START Data under study
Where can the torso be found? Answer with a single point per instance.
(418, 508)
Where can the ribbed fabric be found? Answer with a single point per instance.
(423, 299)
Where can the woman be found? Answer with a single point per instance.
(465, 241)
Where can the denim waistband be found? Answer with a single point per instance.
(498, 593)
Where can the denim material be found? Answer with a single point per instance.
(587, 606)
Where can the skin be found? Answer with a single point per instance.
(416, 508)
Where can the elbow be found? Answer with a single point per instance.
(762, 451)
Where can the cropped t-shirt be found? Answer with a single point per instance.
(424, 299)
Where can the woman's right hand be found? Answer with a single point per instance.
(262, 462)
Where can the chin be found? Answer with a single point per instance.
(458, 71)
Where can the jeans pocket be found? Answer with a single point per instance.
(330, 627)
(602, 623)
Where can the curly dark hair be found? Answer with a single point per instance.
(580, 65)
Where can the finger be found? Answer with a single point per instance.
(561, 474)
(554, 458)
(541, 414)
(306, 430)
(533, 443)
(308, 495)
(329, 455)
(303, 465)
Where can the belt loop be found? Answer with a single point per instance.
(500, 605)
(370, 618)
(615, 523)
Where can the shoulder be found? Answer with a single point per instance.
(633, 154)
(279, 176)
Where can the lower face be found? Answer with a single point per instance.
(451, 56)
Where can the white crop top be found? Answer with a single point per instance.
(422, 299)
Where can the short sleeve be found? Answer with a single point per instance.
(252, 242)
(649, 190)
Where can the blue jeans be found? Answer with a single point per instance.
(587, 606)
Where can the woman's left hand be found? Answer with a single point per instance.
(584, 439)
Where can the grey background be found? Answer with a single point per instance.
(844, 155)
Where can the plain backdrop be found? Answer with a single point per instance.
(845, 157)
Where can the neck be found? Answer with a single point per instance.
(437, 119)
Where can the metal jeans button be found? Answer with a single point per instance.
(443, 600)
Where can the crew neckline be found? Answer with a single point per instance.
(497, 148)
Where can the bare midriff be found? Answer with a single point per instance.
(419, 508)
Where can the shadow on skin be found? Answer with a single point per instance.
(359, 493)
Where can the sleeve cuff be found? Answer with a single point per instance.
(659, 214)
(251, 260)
END Data under study
• [Exercise brief]:
Would you reproduce the full listing without changing a single word?

• [Task answer]:
Where can the torso be found? Answer with a single point per instance.
(418, 508)
Where can the ribbed fabric be found? Answer with a single point per instance.
(423, 299)
Where can the woman be found? Answer with a single point per instance.
(465, 241)
Where can the denim waistband be found? Answer with a single point per instance.
(498, 593)
Where can the denim material be found? Answer with a single point per instance.
(587, 606)
Where can the skin be found? Answer with a single point per instance.
(416, 508)
Where can the elbow be found? Answer with a single point per instance.
(762, 451)
Where can the cropped t-shirt be found? Answer with a single point per instance.
(424, 299)
Where can the woman's right hand be found? Answer with a single point per instance.
(262, 462)
Where can the chin be found? Answer with a single point per instance.
(458, 71)
Where can the jeans pocket be found? Answer with a single point per instance.
(330, 627)
(602, 623)
Where can the curly dark hair be found? Answer with a single point per instance.
(580, 65)
Where can the finger be found? Answer with a single point per instance.
(561, 474)
(554, 458)
(541, 414)
(306, 430)
(533, 443)
(308, 495)
(329, 455)
(303, 465)
Where can the belt loop be found? Answer with a single point per instance.
(500, 605)
(370, 618)
(615, 523)
Where can the shoulder be found? Answer with a single point per instance.
(633, 154)
(279, 176)
Where can the lower face be found? Answer with a single point per instance.
(451, 56)
Where can the white crop top be found? Answer with a single point per instance.
(422, 299)
Where can the short sleeve be found? Answer with a single point per instance.
(252, 242)
(649, 190)
Where can the blue jeans be found? Answer with a single point per instance.
(587, 606)
Where can the woman's left hand be found? Answer with a single point per instance.
(584, 439)
Where can the grey background be found? Answer with a single point per instance.
(844, 155)
Where can the plain backdrop be found? Answer with a single point per instance.
(845, 157)
Where can the neck be found? Answer with a single point per instance.
(437, 119)
Where can the metal jeans button be found? Answer with a single point per instance.
(443, 600)
Where can the crew neckline be found? Answer with a single point per instance.
(497, 148)
Where can the bare midriff be found? Answer with a single point per instance.
(419, 508)
Where can the shadow on skin be found? Answer with a single point per instance.
(359, 493)
Where can the sleeve cuff be found? Answer with a single point per instance.
(659, 214)
(251, 260)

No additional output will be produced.